● **Document section**
▬▬▬

Hopefully that got your attention, especially anyone who is new to warbirds.
Let me explain and clarify that a little. First, this is only my guesstimate, I have not seen exact figures. But I am pretty sure this is in the ballpark. Next when I say acro, or aerobatics, I am referring also to hard high g like maneuvers that might not actually be aerobatic. If you come down the runway at 50 feet in a T-6 with a heavy passenger in the back seat and roll into a 60 % bank and pull hard; it may result in an accident just as if it was fully aerobatic. The strict definition of aerobatic would be a bank of more than 60* and/or pitch up or down of more than 30*. A 30* change in pitch from level flight is fairly steep, a normal climb out is about 5 or 10 *. A 60* bank is part of the commercial pilot test so is still considered normal. In airshows the FAA may use 70* or so as the definition, no one has a protracter anyway.
Why am I bothering to make such a big deal about this? Read the first sentence again.
Just recently there was a discussion on WIX about warbird acro, interesting and informative, all well and good. But there was not much mention of the history of accidents from this.
Yes,I know the party line, the mantra is that we are highly skilled and trained professionals , ace of aces , the envy of mere mortals, and we'd never make a mistake. It must be only the novices who are caught in this realm. Could never be anyone like Art Scholl could it? And of course we are so much better than he was. We can eat the onion burrito for breakfast and never even need a breath mint.
The point I am trying to make is two fold. Yes, training and skill are prime in learning to fly warbirds and especially acro. But they are no guarantee, it does not make you immortal. I don't care how good you are, there is increased risk the lower you do acro and the farther you vary from normal flight. I wouldn't ride through a loop at 50 feet even it was with Patti Wagstaff or Bob Hoover, unless it was necessary for training. And certainly would not do that with a passenger on board.

▬▬▬

● **Recorded information**
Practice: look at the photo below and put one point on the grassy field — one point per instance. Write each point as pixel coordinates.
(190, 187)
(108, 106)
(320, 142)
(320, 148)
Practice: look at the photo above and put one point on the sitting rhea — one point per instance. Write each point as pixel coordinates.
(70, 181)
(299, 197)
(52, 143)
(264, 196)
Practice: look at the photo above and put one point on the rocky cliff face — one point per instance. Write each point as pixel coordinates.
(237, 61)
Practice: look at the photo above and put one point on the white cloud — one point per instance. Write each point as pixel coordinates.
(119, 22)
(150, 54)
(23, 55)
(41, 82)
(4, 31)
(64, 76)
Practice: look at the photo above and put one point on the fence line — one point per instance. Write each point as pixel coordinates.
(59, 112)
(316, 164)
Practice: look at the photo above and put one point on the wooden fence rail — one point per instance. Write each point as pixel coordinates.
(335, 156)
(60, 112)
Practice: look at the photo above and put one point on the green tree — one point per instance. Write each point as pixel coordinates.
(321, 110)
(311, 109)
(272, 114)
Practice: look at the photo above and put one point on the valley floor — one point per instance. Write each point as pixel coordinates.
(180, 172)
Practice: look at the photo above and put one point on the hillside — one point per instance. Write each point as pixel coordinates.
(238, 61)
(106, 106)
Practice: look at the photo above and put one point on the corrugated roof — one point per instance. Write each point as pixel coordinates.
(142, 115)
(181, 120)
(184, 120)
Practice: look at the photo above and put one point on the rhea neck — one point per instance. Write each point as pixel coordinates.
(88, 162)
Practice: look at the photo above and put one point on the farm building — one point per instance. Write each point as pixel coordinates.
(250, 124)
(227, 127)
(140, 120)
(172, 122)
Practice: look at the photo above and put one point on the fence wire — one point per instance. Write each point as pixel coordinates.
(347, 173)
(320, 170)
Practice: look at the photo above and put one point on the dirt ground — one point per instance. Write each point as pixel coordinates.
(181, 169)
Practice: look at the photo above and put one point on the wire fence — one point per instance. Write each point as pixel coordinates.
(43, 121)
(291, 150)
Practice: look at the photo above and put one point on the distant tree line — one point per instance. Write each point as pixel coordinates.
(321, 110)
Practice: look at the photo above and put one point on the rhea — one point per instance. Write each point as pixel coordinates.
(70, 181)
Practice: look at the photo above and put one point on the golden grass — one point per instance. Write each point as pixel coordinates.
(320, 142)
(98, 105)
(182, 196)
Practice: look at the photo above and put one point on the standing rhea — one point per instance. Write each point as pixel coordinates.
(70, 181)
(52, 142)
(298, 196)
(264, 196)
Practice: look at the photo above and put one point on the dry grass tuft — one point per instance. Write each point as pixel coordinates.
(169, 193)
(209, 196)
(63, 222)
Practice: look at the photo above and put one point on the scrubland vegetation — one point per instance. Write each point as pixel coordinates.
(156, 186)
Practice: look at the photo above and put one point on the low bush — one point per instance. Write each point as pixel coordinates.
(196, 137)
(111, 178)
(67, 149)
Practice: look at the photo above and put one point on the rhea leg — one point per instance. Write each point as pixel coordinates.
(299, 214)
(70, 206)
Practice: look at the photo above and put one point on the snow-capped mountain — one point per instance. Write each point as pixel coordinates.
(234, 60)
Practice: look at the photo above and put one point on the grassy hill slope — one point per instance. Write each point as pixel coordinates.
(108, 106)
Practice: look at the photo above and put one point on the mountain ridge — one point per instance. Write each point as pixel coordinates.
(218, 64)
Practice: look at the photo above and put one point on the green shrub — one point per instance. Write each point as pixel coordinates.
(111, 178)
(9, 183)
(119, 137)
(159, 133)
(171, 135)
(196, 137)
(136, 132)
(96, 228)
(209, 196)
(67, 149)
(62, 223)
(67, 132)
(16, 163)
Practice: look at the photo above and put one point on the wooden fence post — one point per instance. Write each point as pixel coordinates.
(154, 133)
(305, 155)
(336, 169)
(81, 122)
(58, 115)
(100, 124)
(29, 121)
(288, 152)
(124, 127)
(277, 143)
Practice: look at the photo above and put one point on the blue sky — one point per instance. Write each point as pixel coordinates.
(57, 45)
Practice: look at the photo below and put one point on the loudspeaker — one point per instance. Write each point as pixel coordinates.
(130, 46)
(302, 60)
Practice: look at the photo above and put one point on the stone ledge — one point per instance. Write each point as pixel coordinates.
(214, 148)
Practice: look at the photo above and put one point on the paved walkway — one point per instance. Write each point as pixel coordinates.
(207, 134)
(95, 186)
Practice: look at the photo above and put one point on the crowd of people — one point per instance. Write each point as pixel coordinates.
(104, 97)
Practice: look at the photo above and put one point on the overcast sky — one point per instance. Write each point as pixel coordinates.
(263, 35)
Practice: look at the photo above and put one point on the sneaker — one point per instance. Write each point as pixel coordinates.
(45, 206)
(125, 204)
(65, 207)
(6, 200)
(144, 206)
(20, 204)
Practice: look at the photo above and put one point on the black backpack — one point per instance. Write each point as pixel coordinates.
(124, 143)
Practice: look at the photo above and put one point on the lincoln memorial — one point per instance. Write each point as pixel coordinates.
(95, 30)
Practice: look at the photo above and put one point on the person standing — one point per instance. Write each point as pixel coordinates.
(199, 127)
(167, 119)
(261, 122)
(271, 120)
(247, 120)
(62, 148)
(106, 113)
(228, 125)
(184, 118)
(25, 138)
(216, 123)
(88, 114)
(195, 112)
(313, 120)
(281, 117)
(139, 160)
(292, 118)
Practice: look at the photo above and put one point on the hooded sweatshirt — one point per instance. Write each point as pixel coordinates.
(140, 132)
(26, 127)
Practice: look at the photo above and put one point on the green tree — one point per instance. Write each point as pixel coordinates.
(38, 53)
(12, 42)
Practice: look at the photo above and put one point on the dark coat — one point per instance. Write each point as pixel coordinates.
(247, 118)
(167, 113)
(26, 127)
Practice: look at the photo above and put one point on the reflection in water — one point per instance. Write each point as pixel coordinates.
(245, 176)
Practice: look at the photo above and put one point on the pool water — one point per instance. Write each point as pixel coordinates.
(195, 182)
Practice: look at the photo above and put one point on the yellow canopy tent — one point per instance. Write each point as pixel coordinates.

▬▬▬

● **To be done**
1. Print the warbird aerobatics piece word for word between "Just recently there" and "a breath mint.", inclusive.
2. Carry on the piece about warbird aerobatics from the point where it stops.
The rows are separate material from the writing about warbird aerobatics.

● **Responses for each task**
1.
Just recently there was a discussion on WIX about warbird acro, interesting and informative, all well and good. But there was not much mention of the history of accidents from this.
Yes,I know the party line, the mantra is that we are highly skilled and trained professionals , ace of aces , the envy of mere mortals, and we'd never make a mistake. It must be only the novices who are caught in this realm. Could never be anyone like Art Scholl could it? And of course we are so much better than he was. We can eat the onion burrito for breakfast and never even need a breath mint.

2.
The potential danger goes up as you get lower. If you do your snap rolls on takeoff in a T-6 (Harvard) you have few feet for margin of error. You'd better be as good as Bud Granley. Or doing a roll at perhaps 100 feet after takeoff like Elliot Cross did in the Spitfire at Oskosh, you have to be good, there is just so little room for error. I am not as good as these folks, I leave more room. I have had a low altitude acro permit since I got it from the FAA in a CAF show in 1987. My limit is 500 feet, I don't need do do it any lower. There is a little wiggle room there, if I were to loose a few feet coming out of a roll a little nose low. There is just no margin at 50 feet. I don't practice hours daily all week long like the top folks do.
Another factor is what type act you do. The farther you get from normal flight the more it takes to recover. A simple roll is not that big a departure from a steep turn, just more so. You need to keep the nose above or around the horizon and start with the correct entry speed and most of all not pull Gs when inverted. But the normal progression, given room will bring you back to level flight. Looping maneuvers are more "abnormal", anything vertical involves the potential for a stall at the top or over g or a dive into the ground at the bottom. If it involves an intentional stall/spin, then you have in effect moved from "flying " to "falling" , and have to do a little more to get back to normal flight. This "little more" may take more skill and if anything goes wrong, make need more time/altitude to recover.
This has gotten longer than I intended and I haven't covered types of planes yet.
The point I am trying to make is be very careful, If you do this stuff down low it is not good enough to be right most of the time. It's not like being a winning pitcher in baseball with a 20-10 record.
And don't do it at all with a passenger unless you have lot's of air under your and that means thousands of feet, not hundreds.